_Instructions to follow_:
Write out, word for word, every line from the one containing "the blue sea" through the last line of the records below, both ends included.

_Records provided_:

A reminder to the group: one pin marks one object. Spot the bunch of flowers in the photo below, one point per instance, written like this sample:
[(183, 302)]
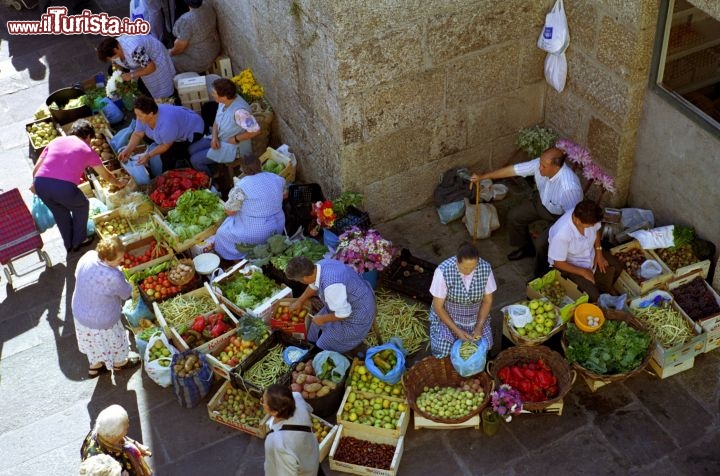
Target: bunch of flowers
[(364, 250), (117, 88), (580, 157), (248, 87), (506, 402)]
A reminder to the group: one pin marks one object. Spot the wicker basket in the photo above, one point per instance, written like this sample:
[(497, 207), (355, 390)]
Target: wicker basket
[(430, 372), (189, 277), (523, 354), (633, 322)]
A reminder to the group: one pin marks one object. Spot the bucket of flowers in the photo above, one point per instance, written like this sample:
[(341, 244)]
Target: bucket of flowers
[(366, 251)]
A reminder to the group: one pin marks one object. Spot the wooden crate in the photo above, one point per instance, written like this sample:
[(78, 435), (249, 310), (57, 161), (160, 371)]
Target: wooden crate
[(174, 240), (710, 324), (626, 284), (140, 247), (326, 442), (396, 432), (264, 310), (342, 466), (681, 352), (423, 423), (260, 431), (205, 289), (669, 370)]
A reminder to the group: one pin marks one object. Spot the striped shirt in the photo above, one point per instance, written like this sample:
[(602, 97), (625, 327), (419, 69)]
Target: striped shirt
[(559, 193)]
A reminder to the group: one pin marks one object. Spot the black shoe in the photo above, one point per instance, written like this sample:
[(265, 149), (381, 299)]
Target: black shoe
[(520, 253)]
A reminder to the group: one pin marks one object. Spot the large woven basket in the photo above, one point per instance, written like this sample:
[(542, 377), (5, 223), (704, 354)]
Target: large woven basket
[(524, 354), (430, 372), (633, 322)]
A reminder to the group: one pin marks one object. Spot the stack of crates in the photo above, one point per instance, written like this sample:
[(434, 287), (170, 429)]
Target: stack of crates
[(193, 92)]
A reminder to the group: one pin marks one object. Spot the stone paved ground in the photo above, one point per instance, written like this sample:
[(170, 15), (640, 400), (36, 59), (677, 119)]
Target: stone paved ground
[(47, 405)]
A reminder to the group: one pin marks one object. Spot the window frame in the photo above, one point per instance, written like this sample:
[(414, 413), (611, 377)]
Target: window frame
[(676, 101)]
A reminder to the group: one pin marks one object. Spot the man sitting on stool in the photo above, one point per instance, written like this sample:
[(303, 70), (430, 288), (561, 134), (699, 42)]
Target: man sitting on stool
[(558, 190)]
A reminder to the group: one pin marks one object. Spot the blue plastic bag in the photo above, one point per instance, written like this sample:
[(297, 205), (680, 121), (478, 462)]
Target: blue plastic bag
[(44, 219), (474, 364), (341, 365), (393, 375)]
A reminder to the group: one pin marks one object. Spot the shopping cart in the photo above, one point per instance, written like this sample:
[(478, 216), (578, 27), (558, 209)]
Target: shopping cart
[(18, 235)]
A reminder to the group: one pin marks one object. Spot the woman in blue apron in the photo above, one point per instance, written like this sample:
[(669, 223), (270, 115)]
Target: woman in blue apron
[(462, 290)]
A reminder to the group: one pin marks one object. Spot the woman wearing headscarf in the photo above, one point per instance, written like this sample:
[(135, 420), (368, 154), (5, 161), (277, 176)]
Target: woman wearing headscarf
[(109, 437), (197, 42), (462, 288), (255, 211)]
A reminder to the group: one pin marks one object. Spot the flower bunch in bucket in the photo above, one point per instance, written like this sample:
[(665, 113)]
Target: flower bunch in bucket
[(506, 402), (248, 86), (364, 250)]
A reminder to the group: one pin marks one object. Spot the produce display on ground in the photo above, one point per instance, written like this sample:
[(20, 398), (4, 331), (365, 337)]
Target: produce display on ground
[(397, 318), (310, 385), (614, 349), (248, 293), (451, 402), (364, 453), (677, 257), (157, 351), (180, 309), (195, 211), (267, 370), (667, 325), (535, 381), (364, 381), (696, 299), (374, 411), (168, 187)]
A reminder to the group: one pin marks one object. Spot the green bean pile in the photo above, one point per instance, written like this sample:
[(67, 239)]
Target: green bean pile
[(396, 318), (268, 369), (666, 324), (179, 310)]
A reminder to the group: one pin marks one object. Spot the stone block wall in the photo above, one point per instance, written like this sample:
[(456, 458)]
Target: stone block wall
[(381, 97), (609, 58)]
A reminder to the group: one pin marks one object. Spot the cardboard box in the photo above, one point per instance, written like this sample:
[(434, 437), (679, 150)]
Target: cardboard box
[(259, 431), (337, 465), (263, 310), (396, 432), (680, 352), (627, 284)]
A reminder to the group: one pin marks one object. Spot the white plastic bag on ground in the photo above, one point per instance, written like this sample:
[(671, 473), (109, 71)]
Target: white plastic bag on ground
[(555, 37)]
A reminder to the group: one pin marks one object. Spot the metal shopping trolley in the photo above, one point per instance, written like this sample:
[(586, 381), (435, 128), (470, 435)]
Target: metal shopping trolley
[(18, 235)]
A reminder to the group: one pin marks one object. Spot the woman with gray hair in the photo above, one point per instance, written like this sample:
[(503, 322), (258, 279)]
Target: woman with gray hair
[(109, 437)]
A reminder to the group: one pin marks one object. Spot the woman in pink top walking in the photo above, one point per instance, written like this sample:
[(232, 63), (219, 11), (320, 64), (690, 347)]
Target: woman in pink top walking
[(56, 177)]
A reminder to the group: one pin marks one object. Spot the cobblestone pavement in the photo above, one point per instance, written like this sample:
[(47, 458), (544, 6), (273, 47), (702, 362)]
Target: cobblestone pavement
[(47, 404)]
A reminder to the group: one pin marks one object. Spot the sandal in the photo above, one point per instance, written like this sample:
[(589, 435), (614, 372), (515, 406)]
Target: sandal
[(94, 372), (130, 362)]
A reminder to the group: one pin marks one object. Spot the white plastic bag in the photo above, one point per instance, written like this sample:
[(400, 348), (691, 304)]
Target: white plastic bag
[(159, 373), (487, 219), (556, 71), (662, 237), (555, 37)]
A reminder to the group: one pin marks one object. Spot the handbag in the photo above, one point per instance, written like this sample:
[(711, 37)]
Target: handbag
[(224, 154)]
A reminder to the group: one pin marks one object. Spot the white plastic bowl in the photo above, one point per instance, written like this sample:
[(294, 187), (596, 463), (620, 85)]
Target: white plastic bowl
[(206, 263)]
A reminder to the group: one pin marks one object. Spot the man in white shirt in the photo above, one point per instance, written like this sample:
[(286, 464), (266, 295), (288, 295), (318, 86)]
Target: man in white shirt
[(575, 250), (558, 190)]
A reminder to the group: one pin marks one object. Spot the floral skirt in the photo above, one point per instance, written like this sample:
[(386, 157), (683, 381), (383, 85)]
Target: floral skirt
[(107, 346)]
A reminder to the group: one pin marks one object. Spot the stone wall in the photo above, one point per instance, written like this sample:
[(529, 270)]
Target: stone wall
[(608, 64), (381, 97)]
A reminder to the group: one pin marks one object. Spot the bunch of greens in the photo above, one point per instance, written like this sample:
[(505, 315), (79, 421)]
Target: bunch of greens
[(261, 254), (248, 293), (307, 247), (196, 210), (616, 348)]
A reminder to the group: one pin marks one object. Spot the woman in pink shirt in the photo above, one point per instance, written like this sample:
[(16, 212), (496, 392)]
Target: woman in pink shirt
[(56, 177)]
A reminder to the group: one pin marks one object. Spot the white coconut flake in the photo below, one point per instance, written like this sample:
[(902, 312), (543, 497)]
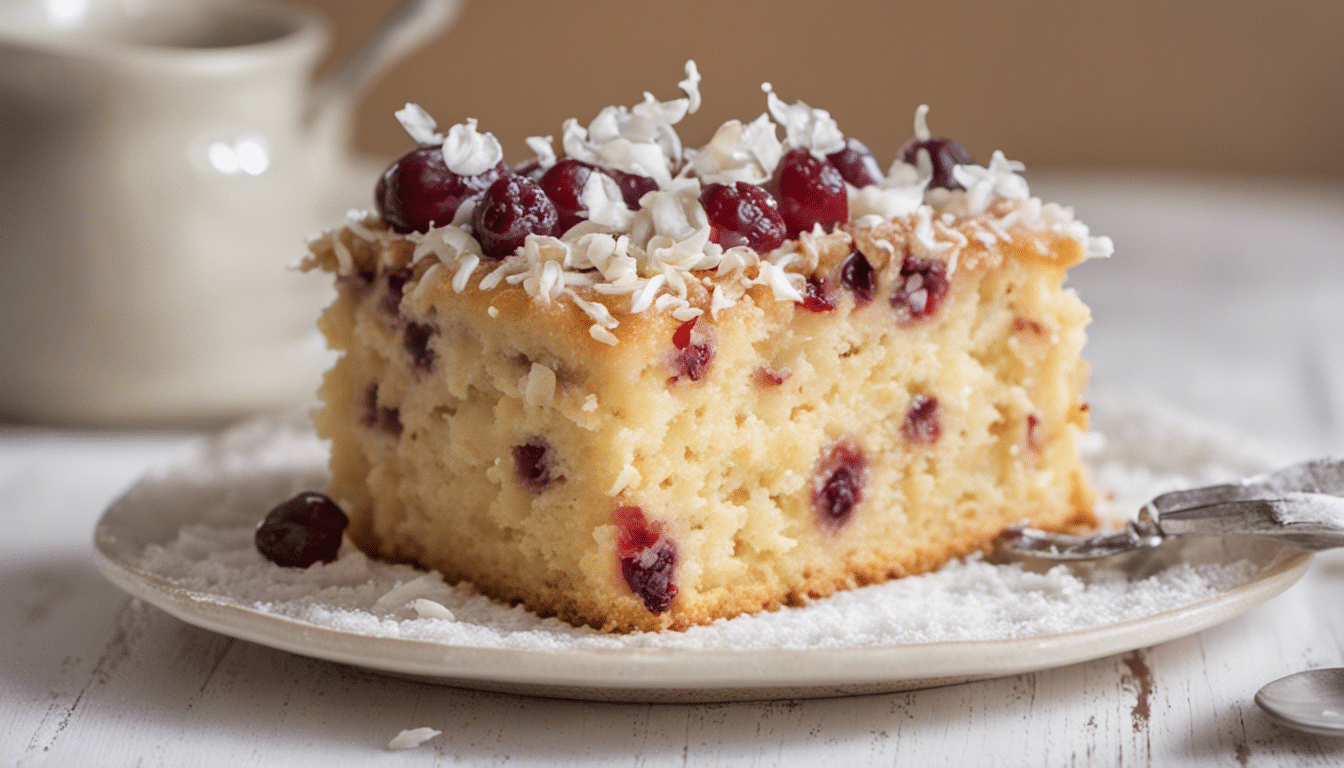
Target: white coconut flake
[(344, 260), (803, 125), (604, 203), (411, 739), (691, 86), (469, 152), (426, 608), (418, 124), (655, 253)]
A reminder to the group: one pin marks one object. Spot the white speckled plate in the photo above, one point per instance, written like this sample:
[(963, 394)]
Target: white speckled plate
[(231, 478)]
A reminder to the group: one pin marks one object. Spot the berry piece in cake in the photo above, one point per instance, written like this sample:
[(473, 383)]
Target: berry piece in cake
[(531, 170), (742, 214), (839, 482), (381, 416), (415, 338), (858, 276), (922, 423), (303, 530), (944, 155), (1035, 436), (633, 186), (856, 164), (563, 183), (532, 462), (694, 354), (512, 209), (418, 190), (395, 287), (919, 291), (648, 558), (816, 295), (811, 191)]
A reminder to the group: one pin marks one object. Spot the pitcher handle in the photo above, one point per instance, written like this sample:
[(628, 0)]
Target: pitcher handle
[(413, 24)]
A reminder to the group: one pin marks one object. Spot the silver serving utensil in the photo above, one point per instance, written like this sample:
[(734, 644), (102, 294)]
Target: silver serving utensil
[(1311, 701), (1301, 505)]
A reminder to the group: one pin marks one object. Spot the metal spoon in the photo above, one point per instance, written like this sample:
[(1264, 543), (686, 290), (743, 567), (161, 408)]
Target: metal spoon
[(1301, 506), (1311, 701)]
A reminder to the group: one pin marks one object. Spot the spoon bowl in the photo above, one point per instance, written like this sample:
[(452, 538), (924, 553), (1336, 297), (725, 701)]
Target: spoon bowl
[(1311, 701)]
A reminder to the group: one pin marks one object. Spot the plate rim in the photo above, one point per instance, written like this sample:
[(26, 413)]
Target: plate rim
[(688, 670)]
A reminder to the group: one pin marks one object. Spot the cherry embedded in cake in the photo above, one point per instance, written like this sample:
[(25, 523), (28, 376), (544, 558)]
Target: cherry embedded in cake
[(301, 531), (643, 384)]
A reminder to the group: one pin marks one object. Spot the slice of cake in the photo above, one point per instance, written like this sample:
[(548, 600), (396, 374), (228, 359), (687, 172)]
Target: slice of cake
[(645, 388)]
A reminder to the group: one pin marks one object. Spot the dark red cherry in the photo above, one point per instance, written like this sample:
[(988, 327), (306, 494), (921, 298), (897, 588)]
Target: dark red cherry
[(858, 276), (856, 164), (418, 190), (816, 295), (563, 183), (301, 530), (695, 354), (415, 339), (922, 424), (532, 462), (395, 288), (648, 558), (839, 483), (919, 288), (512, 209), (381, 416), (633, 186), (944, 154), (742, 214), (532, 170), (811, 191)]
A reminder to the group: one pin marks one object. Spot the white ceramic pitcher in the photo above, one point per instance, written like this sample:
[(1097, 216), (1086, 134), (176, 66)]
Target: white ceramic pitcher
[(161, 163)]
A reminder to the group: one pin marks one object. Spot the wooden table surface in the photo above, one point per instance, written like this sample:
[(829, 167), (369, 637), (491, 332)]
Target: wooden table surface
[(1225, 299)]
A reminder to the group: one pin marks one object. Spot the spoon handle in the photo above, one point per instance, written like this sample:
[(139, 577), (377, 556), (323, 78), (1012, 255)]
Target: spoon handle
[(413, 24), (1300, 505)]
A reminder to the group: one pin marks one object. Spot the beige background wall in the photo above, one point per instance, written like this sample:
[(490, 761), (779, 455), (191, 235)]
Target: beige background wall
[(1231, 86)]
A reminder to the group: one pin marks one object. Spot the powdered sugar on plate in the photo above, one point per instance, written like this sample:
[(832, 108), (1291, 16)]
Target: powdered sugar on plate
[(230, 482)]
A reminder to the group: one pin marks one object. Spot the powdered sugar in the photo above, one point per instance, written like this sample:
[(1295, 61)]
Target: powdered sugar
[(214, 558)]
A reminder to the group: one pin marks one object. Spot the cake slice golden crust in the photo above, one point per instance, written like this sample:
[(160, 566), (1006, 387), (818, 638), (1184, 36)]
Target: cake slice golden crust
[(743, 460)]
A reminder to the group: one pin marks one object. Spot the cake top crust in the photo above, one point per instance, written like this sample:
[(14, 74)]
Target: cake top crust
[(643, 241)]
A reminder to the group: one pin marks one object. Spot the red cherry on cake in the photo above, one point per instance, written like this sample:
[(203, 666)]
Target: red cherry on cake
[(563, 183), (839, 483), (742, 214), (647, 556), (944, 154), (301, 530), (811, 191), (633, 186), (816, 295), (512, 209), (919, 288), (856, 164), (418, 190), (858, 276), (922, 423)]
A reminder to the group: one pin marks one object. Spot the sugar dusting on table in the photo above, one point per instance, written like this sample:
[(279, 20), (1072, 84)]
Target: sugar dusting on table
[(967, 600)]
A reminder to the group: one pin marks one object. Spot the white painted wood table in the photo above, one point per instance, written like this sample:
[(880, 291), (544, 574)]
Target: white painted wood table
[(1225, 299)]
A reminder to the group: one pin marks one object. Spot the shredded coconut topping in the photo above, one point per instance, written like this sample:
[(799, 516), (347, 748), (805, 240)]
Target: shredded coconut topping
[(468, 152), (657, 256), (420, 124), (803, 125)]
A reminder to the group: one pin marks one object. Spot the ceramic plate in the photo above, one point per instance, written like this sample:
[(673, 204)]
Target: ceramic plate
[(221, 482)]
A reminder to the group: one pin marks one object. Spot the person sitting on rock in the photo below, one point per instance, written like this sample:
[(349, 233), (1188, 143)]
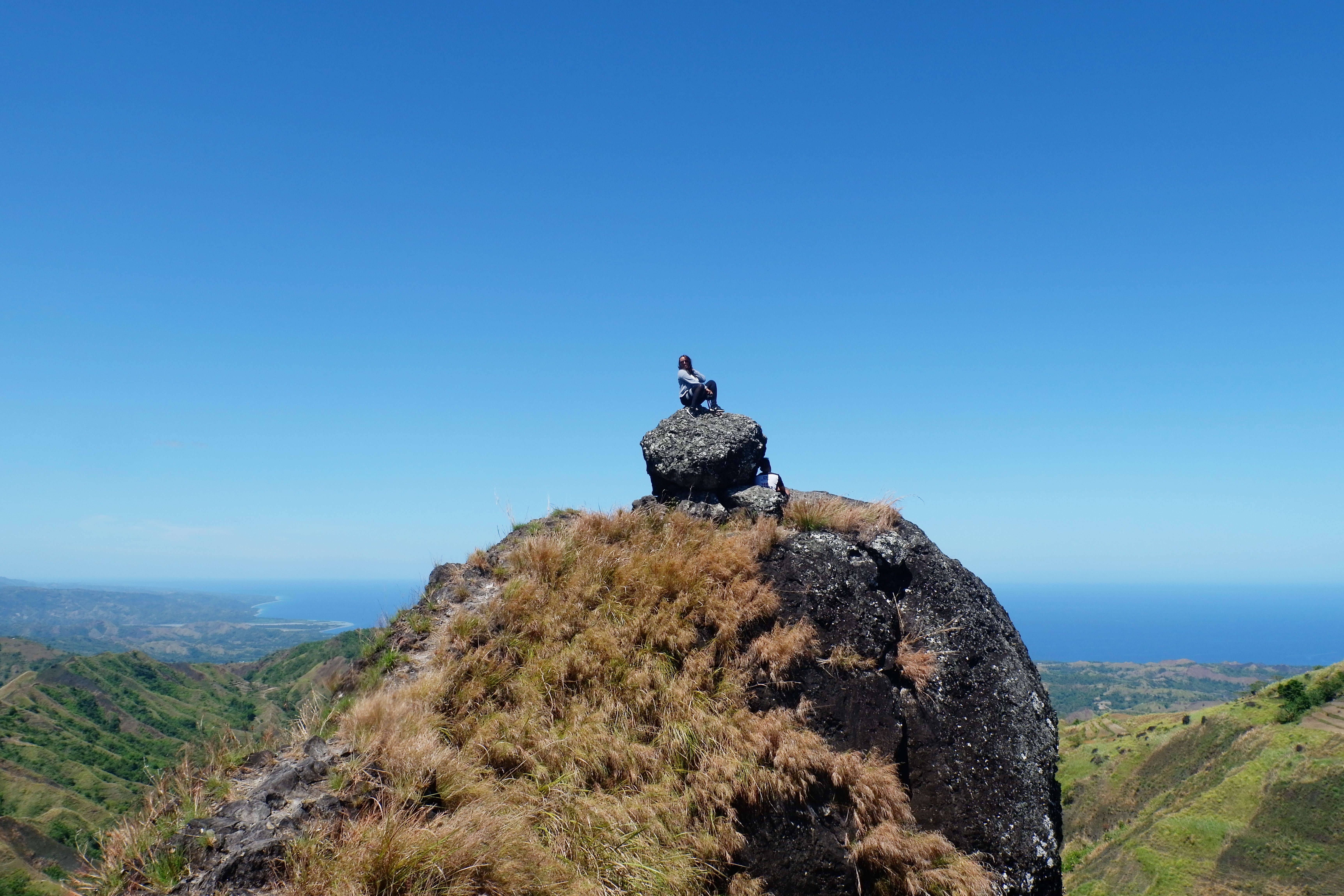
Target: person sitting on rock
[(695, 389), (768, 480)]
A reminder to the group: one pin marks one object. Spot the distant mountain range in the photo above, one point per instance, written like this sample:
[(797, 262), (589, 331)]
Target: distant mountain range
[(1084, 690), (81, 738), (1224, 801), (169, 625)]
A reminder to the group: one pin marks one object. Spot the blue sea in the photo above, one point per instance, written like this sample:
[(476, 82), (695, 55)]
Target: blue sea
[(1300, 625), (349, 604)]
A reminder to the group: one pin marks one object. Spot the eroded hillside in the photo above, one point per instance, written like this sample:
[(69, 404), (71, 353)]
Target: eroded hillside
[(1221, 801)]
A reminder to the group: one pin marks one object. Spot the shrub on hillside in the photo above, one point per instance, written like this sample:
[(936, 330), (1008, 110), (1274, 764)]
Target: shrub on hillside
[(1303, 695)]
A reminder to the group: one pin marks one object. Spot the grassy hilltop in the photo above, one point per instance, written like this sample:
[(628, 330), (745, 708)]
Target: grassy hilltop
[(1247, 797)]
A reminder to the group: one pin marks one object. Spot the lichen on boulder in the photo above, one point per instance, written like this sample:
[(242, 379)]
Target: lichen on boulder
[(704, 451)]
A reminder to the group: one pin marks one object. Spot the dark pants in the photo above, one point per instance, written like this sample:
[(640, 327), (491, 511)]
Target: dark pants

_Right answer_:
A reminder to the group: one pin marks one object. Spot the blue sea in the photo above, one point per instance, written like this sample:
[(476, 82), (695, 55)]
Target: blue sea
[(1300, 625), (349, 604)]
A reminder to the group: one pin marks one object. Spot the eroded hillside in the photo above, one point per instance, written like this sample:
[(69, 404), (71, 353)]
Target: eroded hillside
[(1221, 801)]
A reminder to the group: one pin marks one object. Spot the shrub on hillside in the photo above, one point per instance, written like this sample:
[(936, 330), (1008, 110), (1274, 764)]
Target: shrub on hillside
[(1303, 695)]
A reminder to the group: one pin marks one object. Spot the grassy hilltop in the photo above, one point per instance, written like this sample:
[(628, 330), (745, 708)]
Target: grassy hilltop
[(1247, 797)]
A reminder to the group: one pin marks one object. Spot the lichen on boulder in the photo above, one point per instance, written like this sample:
[(242, 379)]
Target: lichen on boulder
[(704, 451)]
A reminder to the group: one pin marks one object. Spot the dark pants in the photo above, one point per instance, written like this sample:
[(640, 327), (491, 511)]
Target: dark pants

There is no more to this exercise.